WORK TO COMPLETE:
A. In the passage on mammoth tusks, how long ago did the mammoth Kik live according to radiocarbon dating?
B. Set down the stretch of the passage on mammoth tusks from "Mammoth tusks grew" through "the animal’s mobility.".
C. Resume the passage on mammoth tusks after its final sentence.

======== EXERCISE PASSAGE ========

Mammoth tusks grew daily from birth to death. They acted like a journal, continuously recording information about the individual’s health and environment. Prof. Bataille, who studies isotope variations in the environment, analysed the strontium isotopes (87Sr/86Sr) ratios in mammoth tusks to investigate the animal’s mobility.
Prof. Bataille and Prof. Matthew Wooller (University of Alaska Fairbanks) selected a pair of tusks from a mammoth named Kik, who was radiocarbon dated to have lived 17,100 years ago. Paleo-DNA analysis and assessment determined that Kik was male and 28 years old at his time of death. The team used large chambers with improved lasers to sequentially ablate sample along the tusk length, which were directly sent into a multi-collector mass spectrometer that provided high-resolution records of the strontium isotope variations in the tusk over time. These values were then compared to a map showing the abundance and variation of Sr isotopes in the environment around Alaska where this mammoth roamed.

======== SUPPLIED ENTRIES ========

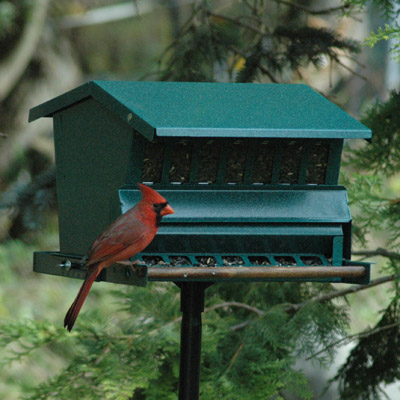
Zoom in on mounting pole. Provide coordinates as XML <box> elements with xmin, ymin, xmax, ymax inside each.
<box><xmin>178</xmin><ymin>282</ymin><xmax>210</xmax><ymax>400</ymax></box>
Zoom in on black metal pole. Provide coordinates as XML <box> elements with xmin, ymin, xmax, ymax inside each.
<box><xmin>179</xmin><ymin>282</ymin><xmax>209</xmax><ymax>400</ymax></box>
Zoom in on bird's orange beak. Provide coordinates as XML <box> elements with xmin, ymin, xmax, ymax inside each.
<box><xmin>160</xmin><ymin>204</ymin><xmax>175</xmax><ymax>217</ymax></box>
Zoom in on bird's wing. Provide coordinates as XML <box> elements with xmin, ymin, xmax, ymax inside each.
<box><xmin>86</xmin><ymin>219</ymin><xmax>149</xmax><ymax>266</ymax></box>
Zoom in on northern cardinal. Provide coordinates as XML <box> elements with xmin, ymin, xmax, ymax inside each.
<box><xmin>64</xmin><ymin>183</ymin><xmax>174</xmax><ymax>331</ymax></box>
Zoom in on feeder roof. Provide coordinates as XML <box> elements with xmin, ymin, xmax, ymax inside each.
<box><xmin>29</xmin><ymin>81</ymin><xmax>371</xmax><ymax>140</ymax></box>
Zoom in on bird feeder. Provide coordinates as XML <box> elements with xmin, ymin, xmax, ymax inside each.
<box><xmin>30</xmin><ymin>81</ymin><xmax>371</xmax><ymax>398</ymax></box>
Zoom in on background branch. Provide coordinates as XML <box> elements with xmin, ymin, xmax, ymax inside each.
<box><xmin>0</xmin><ymin>0</ymin><xmax>49</xmax><ymax>101</ymax></box>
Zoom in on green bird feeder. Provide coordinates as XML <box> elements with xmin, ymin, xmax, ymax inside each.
<box><xmin>30</xmin><ymin>81</ymin><xmax>371</xmax><ymax>399</ymax></box>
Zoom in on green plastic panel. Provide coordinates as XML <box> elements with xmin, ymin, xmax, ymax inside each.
<box><xmin>29</xmin><ymin>81</ymin><xmax>371</xmax><ymax>140</ymax></box>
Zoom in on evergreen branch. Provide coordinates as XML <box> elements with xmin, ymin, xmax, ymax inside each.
<box><xmin>332</xmin><ymin>55</ymin><xmax>367</xmax><ymax>81</ymax></box>
<box><xmin>207</xmin><ymin>10</ymin><xmax>266</xmax><ymax>36</ymax></box>
<box><xmin>231</xmin><ymin>274</ymin><xmax>399</xmax><ymax>331</ymax></box>
<box><xmin>204</xmin><ymin>301</ymin><xmax>265</xmax><ymax>317</ymax></box>
<box><xmin>276</xmin><ymin>0</ymin><xmax>351</xmax><ymax>15</ymax></box>
<box><xmin>0</xmin><ymin>0</ymin><xmax>50</xmax><ymax>100</ymax></box>
<box><xmin>351</xmin><ymin>247</ymin><xmax>400</xmax><ymax>260</ymax></box>
<box><xmin>285</xmin><ymin>274</ymin><xmax>399</xmax><ymax>313</ymax></box>
<box><xmin>306</xmin><ymin>321</ymin><xmax>400</xmax><ymax>361</ymax></box>
<box><xmin>225</xmin><ymin>341</ymin><xmax>244</xmax><ymax>372</ymax></box>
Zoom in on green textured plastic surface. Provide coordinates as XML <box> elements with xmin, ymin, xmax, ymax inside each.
<box><xmin>29</xmin><ymin>81</ymin><xmax>371</xmax><ymax>140</ymax></box>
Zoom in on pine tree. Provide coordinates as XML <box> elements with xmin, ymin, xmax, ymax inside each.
<box><xmin>0</xmin><ymin>0</ymin><xmax>400</xmax><ymax>400</ymax></box>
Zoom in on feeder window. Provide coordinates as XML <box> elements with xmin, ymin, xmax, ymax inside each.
<box><xmin>197</xmin><ymin>140</ymin><xmax>221</xmax><ymax>183</ymax></box>
<box><xmin>279</xmin><ymin>140</ymin><xmax>304</xmax><ymax>184</ymax></box>
<box><xmin>169</xmin><ymin>256</ymin><xmax>191</xmax><ymax>267</ymax></box>
<box><xmin>169</xmin><ymin>140</ymin><xmax>192</xmax><ymax>183</ymax></box>
<box><xmin>274</xmin><ymin>256</ymin><xmax>297</xmax><ymax>265</ymax></box>
<box><xmin>248</xmin><ymin>256</ymin><xmax>271</xmax><ymax>265</ymax></box>
<box><xmin>225</xmin><ymin>140</ymin><xmax>248</xmax><ymax>183</ymax></box>
<box><xmin>252</xmin><ymin>140</ymin><xmax>275</xmax><ymax>184</ymax></box>
<box><xmin>195</xmin><ymin>256</ymin><xmax>218</xmax><ymax>267</ymax></box>
<box><xmin>222</xmin><ymin>256</ymin><xmax>244</xmax><ymax>265</ymax></box>
<box><xmin>142</xmin><ymin>140</ymin><xmax>165</xmax><ymax>183</ymax></box>
<box><xmin>142</xmin><ymin>256</ymin><xmax>165</xmax><ymax>265</ymax></box>
<box><xmin>300</xmin><ymin>256</ymin><xmax>323</xmax><ymax>265</ymax></box>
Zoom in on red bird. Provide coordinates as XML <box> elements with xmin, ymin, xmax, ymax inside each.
<box><xmin>64</xmin><ymin>183</ymin><xmax>174</xmax><ymax>331</ymax></box>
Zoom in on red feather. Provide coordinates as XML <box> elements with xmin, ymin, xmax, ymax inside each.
<box><xmin>64</xmin><ymin>184</ymin><xmax>174</xmax><ymax>331</ymax></box>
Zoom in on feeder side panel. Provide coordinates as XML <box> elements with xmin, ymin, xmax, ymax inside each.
<box><xmin>55</xmin><ymin>99</ymin><xmax>135</xmax><ymax>255</ymax></box>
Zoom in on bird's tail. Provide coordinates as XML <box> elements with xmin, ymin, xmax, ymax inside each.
<box><xmin>64</xmin><ymin>264</ymin><xmax>103</xmax><ymax>332</ymax></box>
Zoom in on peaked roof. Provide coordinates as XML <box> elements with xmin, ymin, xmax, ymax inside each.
<box><xmin>29</xmin><ymin>81</ymin><xmax>371</xmax><ymax>140</ymax></box>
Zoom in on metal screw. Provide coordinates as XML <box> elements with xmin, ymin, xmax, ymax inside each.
<box><xmin>58</xmin><ymin>260</ymin><xmax>72</xmax><ymax>271</ymax></box>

========

WRITTEN RESPONSES:
A. 17,100 years ago.

B.
Mammoth tusks grew daily from birth to death. They acted like a journal, continuously recording information about the individual’s health and environment. Prof. Bataille, who studies isotope variations in the environment, analysed the strontium isotopes (87Sr/86Sr) ratios in mammoth tusks to investigate the animal’s mobility.

C.
“Strontium isotope patterns are really hard to model with regular algorithms,” explains Prof. Bataille. Consequently, he applied a new machine learning regression technique to spatially model Sr isotopes on landscapes. Prof. Bataille and Prof. Amy Willis (University of Washington) traced the mammoth’s mobility history from its place of death in Alaska by comparing the map and mass spectrometry records.
Kik’s extensive range of movement suggests that mammoths travelled quite a bit in response to climate and resource changes and/or sexual stimuli. In his early life, Kik used a series of core areas along large rivers that probably had abundant resources. However, at approximately fifteen years old, he started to display more erratic mobility, moving hundreds of kilometers in a few months. Interestingly, some of the regions habitually visited by Kik coincide with locations where numerous mammoth remains and early human settlements were observed.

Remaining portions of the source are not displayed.